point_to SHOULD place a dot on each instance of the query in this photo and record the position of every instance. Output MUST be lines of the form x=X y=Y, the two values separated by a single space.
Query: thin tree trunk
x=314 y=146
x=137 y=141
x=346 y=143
----
Print every row above again, unchanged and in the same order.

point_to SHOULD place a dot on each instance of the query in this photo and record the position of every instance. Output MUST be lines of the form x=X y=Y, the two values separated by a single space.
Query: thin tree trunk
x=314 y=146
x=137 y=141
x=346 y=143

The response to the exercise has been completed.